◆ READING PASSAGE:
^^^^^^^^
I have had it fitted for a few months now, and have only positive comments to make about it.

No Punctures that I know of, (they would be perminiantly sealed by puncture safe if there were any small ones, I would not know)

No vibration at all

No difference noticed at all in driving the IQ

Steering feels no different

No problems at any speed of driving

No change in my MPG (my MPG last week was 70 MPG via the scan gauge)

Only took less than 5 miles of driving for it to distbritute itself evenly in the tyres, when it was first fitted, there was a small vibration up till then, its been OK since then.

I do no change my tyres in the winter

Only cost £40 to get fitted, and it took about 40 min to fit to all 4 tyres.

They came to my home to fit it

It lasts for the life of the tyre

Tyre pressures have held up since without any loss in pressure at all.
^^^^^^^^
◆ OBJECTIVE 1: According to the tyre sealant review, how much did it cost to have the sealant fitted?
◆ OBJECTIVE 2: Which lines in the tyre sealant review begin with the word "No"? List every one.
◆ OBJECTIVE 3: Pick up the tyre sealant review after its final sentence and continue it.

◆ DATA SEGMENT:
^^^^^^^^
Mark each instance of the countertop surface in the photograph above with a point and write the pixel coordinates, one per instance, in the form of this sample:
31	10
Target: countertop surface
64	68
^^^^^^^^
◆ EXERCISE ANSWER 1: £40.

◆ EXERCISE ANSWER 2:
- No Punctures that I know of
- No vibration at all
- No difference noticed at all in driving the IQ
- No problems at any speed of driving
- No change in my MPG

◆ EXERCISE ANSWER 3:
I do not carry a spare

So All together I am very happy so far,

My view is that all these products are not equal, some "goop" is rubbish and that is what gives this product a bad name, Puncture Safe is a good product in my view and should not be labeled as "goop" becuase it is a well performing product that works the way it is marketed as per the various videos and reviews I have read about it on the internet.

I also saw a live demo of it, at a steam fair, where the puncture safe rep had a tyre that had pucture safe fitted. he was sticking a screwdriver right into the tyre about twenty times that I saw, and puncture safe just perminiantly sealed the hole in micro seconds !

So for cars with no spare as our IQ's it is very handy to have puncture safe fitted.

That's my view !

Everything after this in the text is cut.